### Description of the task
Can you transcribe the data exactly? Leave the pictures out.

### Information supplied
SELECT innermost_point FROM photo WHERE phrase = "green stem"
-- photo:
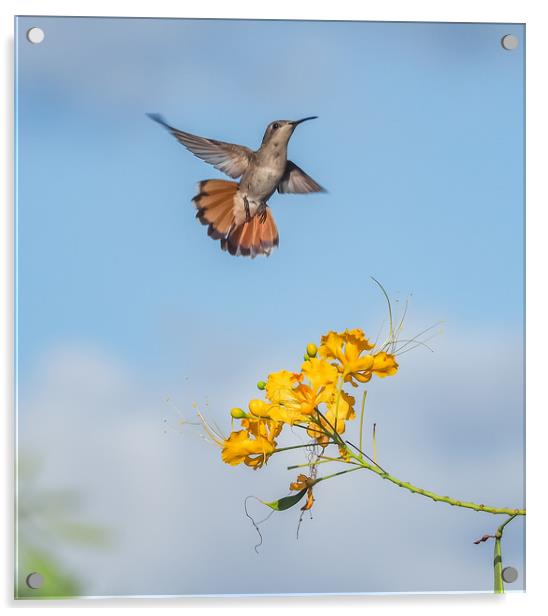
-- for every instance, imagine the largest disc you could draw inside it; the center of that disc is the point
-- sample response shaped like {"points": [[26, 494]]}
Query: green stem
{"points": [[436, 497], [497, 559], [362, 417], [350, 470], [298, 447], [497, 564]]}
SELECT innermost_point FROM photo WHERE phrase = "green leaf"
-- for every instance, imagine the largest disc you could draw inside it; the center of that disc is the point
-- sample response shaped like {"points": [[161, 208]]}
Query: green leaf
{"points": [[286, 502]]}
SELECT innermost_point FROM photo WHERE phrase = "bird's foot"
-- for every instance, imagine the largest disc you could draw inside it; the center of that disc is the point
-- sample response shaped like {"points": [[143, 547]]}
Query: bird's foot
{"points": [[247, 212], [261, 212]]}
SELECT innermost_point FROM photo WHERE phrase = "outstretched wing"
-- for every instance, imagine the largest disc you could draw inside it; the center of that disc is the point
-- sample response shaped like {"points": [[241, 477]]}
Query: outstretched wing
{"points": [[295, 180], [229, 158]]}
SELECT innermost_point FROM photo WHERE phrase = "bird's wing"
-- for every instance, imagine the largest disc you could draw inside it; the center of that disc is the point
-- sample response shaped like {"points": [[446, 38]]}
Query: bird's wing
{"points": [[295, 180], [229, 158]]}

### Result of this task
SELECT innermost_point FROM photo WHERE phrase = "green stem"
-- photo:
-- for every instance, imagine the largest disc you could draw inside it; the center of that disc is the point
-- sample response shaped like {"points": [[26, 494]]}
Query: green stem
{"points": [[436, 497], [497, 559], [362, 417], [350, 470], [298, 447], [497, 564]]}
SELECT innermost_point FROM photo WHERE phrase = "green leaf"
-- for every instance, imagine the largest disc you could draw inside it; the center of that disc is the point
-- sample response shaped like {"points": [[161, 208]]}
Query: green leaf
{"points": [[286, 502]]}
SELECT innermost_point FROM photo WHERE phrase = "bird's foot"
-- for every instance, imagine the largest disc you could draw inside it; the center of that disc is the point
-- sample response shaped like {"points": [[143, 547]]}
Query: bird's foot
{"points": [[247, 212], [261, 212]]}
SELECT innermost_point FROM photo WHERE phrase = "outstretched wing"
-- for every instance, imagine the largest disc you could draw inside it; the center of that disc is the point
-- sample response shaped like {"points": [[241, 477]]}
Query: outstretched wing
{"points": [[295, 180], [229, 158]]}
SELECT innermost_point FROM photo WHERE phrase = "bird's wing"
-- for every instance, imagine the largest disc you could draw inside it; the center of that disc is the point
-- sample response shaped like {"points": [[446, 38]]}
Query: bird's wing
{"points": [[295, 180], [229, 158]]}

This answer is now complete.